_Task statement:_ Print the entries below word for word; the pictures stay out of your copy.
====== Data supplied
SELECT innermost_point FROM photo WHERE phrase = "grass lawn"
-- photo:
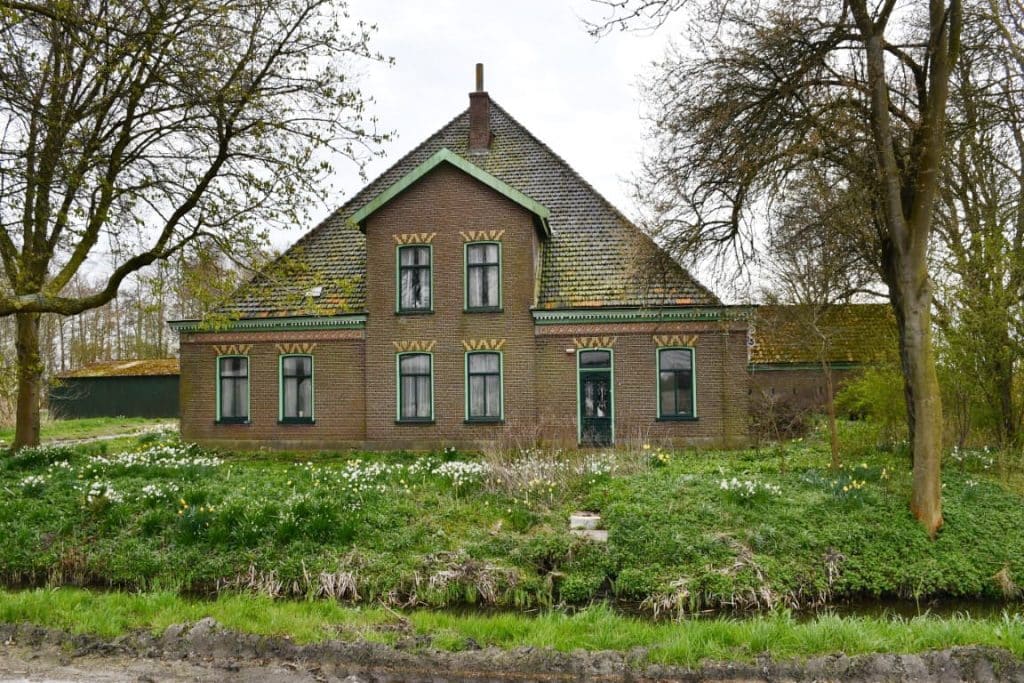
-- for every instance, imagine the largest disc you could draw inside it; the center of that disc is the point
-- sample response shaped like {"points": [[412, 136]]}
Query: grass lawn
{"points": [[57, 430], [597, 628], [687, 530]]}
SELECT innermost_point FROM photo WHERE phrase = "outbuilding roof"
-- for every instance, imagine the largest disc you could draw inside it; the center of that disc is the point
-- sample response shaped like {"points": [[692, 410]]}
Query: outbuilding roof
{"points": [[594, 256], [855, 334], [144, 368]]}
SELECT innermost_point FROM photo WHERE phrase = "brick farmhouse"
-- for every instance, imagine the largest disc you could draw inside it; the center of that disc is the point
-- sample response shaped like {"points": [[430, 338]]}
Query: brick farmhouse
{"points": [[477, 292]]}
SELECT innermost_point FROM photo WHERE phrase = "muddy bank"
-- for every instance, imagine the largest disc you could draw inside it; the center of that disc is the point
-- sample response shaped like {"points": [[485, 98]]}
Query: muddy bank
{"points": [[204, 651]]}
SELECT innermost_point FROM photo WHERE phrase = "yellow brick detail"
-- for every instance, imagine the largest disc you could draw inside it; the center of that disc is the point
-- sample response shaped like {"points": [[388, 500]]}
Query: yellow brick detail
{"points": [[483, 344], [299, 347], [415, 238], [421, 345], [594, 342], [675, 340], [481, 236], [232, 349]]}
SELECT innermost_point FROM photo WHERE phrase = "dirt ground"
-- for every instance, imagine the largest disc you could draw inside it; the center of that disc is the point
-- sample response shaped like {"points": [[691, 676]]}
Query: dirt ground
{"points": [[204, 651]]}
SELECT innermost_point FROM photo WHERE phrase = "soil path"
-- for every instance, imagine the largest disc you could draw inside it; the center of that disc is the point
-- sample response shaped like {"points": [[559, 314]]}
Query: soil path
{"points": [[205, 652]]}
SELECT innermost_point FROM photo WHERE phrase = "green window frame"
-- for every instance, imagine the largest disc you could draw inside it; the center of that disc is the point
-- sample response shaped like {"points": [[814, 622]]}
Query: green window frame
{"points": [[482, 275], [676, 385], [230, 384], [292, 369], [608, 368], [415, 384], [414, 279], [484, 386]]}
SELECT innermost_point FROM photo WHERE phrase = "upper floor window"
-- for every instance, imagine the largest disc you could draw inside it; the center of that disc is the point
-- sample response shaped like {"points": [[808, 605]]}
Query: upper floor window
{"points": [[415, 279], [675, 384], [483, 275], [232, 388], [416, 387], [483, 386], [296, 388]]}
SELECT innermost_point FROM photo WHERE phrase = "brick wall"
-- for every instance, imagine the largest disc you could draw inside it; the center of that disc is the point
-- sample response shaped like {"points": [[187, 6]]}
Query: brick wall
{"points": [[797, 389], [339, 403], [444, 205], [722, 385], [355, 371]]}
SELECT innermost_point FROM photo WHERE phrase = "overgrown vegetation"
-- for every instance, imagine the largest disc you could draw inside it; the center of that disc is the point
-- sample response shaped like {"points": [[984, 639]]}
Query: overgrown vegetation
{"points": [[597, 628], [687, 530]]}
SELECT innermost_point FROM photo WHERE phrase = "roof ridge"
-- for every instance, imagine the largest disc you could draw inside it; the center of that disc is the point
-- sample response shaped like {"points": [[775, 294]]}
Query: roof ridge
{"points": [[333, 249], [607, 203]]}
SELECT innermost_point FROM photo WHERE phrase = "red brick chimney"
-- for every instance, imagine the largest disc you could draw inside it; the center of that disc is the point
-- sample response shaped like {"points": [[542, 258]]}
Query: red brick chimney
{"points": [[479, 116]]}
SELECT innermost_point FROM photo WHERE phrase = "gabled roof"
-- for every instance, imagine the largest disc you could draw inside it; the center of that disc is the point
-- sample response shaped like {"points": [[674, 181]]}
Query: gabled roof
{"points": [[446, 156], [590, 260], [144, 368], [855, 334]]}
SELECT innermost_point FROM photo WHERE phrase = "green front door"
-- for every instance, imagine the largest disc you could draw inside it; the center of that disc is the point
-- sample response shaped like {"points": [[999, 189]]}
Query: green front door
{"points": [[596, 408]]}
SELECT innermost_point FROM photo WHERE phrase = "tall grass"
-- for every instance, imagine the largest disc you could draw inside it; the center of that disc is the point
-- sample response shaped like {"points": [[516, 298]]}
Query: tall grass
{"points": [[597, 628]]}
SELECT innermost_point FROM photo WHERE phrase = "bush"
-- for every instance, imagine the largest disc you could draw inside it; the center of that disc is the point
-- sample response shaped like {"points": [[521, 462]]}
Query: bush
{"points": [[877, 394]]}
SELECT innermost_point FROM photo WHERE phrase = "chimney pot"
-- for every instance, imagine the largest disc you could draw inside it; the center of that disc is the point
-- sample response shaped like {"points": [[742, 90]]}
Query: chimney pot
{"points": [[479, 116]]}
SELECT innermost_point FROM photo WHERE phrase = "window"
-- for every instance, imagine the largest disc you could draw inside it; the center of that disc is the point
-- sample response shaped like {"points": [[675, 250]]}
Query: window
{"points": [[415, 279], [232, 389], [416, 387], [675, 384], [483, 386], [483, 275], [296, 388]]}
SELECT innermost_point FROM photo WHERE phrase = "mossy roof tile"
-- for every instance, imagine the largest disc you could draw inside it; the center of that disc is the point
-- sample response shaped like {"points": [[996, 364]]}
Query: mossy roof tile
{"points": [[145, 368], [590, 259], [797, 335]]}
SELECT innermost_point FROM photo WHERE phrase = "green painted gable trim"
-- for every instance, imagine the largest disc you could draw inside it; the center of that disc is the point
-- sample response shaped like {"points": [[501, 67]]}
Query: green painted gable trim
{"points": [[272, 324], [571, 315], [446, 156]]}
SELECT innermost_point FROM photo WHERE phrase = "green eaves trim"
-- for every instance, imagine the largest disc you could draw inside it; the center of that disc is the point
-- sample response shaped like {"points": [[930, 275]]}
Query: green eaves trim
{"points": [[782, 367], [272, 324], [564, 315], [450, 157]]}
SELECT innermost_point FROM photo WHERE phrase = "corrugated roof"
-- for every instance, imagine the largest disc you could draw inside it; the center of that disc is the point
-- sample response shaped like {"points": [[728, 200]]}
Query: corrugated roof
============
_Exercise answer:_
SELECT innermost_point FROM photo WHERE phrase = "grass lawn"
-- photo:
-- for every instance, imagine the largest disc you could draw inside it; the center of that disc is the point
-- sample response shaped like {"points": [[412, 136]]}
Query: grass lawn
{"points": [[57, 430], [597, 628], [687, 530]]}
SELECT innermost_point FROM photo WHERE phrase = "outbuilding roof"
-- for every instance, imagine the largest disc you could draw inside it; the center of that disc is the point
-- sample response shaped like {"points": [[692, 410]]}
Query: outbuilding roof
{"points": [[594, 256], [855, 334], [144, 368]]}
SELECT innermost_point FROM photo WHERE phrase = "brick farmhouse"
-- for every instance, imagine the largest disc you could draw inside it; the center of that disc is the point
-- sample response shaped like {"points": [[430, 338]]}
Query: brick farmhouse
{"points": [[477, 292]]}
SELECT innermost_point FROM photo WHERE phrase = "muddy bank"
-- for every instance, imagine the largest disc you could draw inside it; the center of that disc is the point
-- sample response shaped like {"points": [[485, 98]]}
Query: muddy bank
{"points": [[204, 651]]}
SELECT innermost_point FROM photo WHERE phrase = "yellow brick detail"
-- for every instance, imagine the largest disc you could draw inside it; the center of that disc is the point
-- sample response shaped like {"points": [[388, 500]]}
Query: yellow brick detail
{"points": [[483, 344], [299, 347], [415, 238], [421, 345], [594, 342], [675, 340], [481, 236], [232, 349]]}
SELECT innermost_point FROM photo WHERE phrase = "dirt ground"
-- for every instance, imagine the largest disc you could draw inside it; the center of that disc is the point
-- sample response shaped like {"points": [[691, 676]]}
Query: dirt ground
{"points": [[204, 651]]}
SELECT innermost_point FROM photo WHERE phrase = "soil path"
-- for every instance, imagine the largest disc you could draw inside it; the center of that disc is the point
-- sample response shaped like {"points": [[559, 314]]}
Query: soil path
{"points": [[205, 652]]}
SELECT innermost_point FROM photo WHERE phrase = "green window frame"
-- for every instance, imagine the largest disc you could draw inside it; the center of that disc is the point
-- sample response shaped like {"points": [[814, 622]]}
Query: green window frame
{"points": [[482, 275], [676, 385], [230, 384], [292, 369], [608, 368], [415, 384], [414, 279], [484, 386]]}
SELECT innermost_point FROM photo WHERE phrase = "upper floor window"
-- for every instance, imagine the largest disc you could draw inside it; the center of that disc is the point
-- sample response shaped like {"points": [[808, 605]]}
Query: upper floor window
{"points": [[415, 279], [675, 384], [483, 275], [232, 388], [416, 387], [483, 386], [296, 388]]}
SELECT innermost_point FROM photo WHERE phrase = "brick wall"
-- for every instance, imagine the largest disc you could draw inside it; the center of that disc is the point
-- sample response shaped like {"points": [[187, 6]]}
Query: brick wall
{"points": [[797, 389], [339, 403], [444, 205], [722, 385], [355, 371]]}
SELECT innermost_point FROM photo WHERE phrase = "overgrown vegetation"
-- for every instance, imagine the largest disc you could draw inside it; the center of that disc is the point
-- sample response shaped like {"points": [[984, 639]]}
Query: overgrown vegetation
{"points": [[597, 628], [687, 530]]}
SELECT innermost_point FROM photo WHERE phrase = "roof ridge"
-- for every instance, imagine the largest disc you could draw inside it; the center of that disc is the point
-- sample response shaped like {"points": [[775, 294]]}
Query: roof ridge
{"points": [[333, 249], [607, 203]]}
SELECT innermost_point FROM photo WHERE phrase = "red brick chimney"
-- for every instance, imagine the largest disc you could draw inside it; the center of that disc is the point
-- sample response shaped like {"points": [[542, 258]]}
Query: red brick chimney
{"points": [[479, 116]]}
SELECT innermost_point FROM photo WHERE phrase = "gabled roof"
-- for every instance, imagine the largest disc you could draw inside it; the center of that disc is the point
-- sample response shaped like {"points": [[674, 181]]}
Query: gabled roof
{"points": [[446, 156], [590, 260], [144, 368], [855, 334]]}
SELECT innermost_point FROM photo WHERE phrase = "green front door"
-- for every instance, imagine the largest disc you could draw inside it; the center of that disc is the point
-- sample response shaped like {"points": [[999, 189]]}
Query: green front door
{"points": [[596, 408]]}
SELECT innermost_point FROM photo WHERE phrase = "tall grass"
-- for every instance, imagine the largest disc you could draw inside it; the center of that disc is the point
-- sample response shaped like {"points": [[516, 298]]}
Query: tall grass
{"points": [[597, 628]]}
SELECT innermost_point FROM photo WHERE phrase = "bush"
-- for every instance, imagine the largest disc you could draw inside it; the center of that disc is the point
-- sample response shaped like {"points": [[521, 462]]}
Query: bush
{"points": [[877, 394]]}
SELECT innermost_point FROM photo WHERE phrase = "chimney pot"
-- for every instance, imagine the largest disc you could draw inside it; the center of that disc is the point
-- sample response shaped like {"points": [[742, 90]]}
Query: chimney pot
{"points": [[479, 116]]}
SELECT innermost_point FROM photo WHERE phrase = "window"
-- for every instance, imagine the largest disc you could draw inside it; the center of that disc is the point
-- sample response shaped like {"points": [[675, 250]]}
Query: window
{"points": [[415, 279], [232, 389], [416, 387], [675, 384], [483, 386], [483, 275], [296, 388]]}
SELECT innermost_point FROM photo WHERE phrase = "mossy roof tile"
-- for every instance, imagine the largest disc you could draw inside it; the center of that disc is the point
-- sample response shaped like {"points": [[996, 364]]}
Query: mossy roof tile
{"points": [[145, 368], [590, 259], [797, 335]]}
SELECT innermost_point FROM photo WHERE phrase = "green painted gable trim"
-- for every instance, imagine the largest disc you could draw inside it; the center of that disc is the point
-- sample response shaped like {"points": [[501, 67]]}
Query: green painted gable trim
{"points": [[272, 324], [571, 315], [446, 156]]}
SELECT innermost_point FROM photo WHERE phrase = "green eaves trim"
-- for every instance, imagine the largest disc you could draw inside it; the center of that disc is the point
-- sample response shaped like {"points": [[930, 275]]}
Query: green eaves trim
{"points": [[782, 367], [272, 324], [564, 315], [450, 157]]}
SELECT innermost_point FROM photo WHERE phrase = "corrugated roof"
-- for every instance, imagine the largest disc you could draw inside it; the center of that disc is the point
-- sample response shaped like {"points": [[728, 200]]}
Query: corrugated roof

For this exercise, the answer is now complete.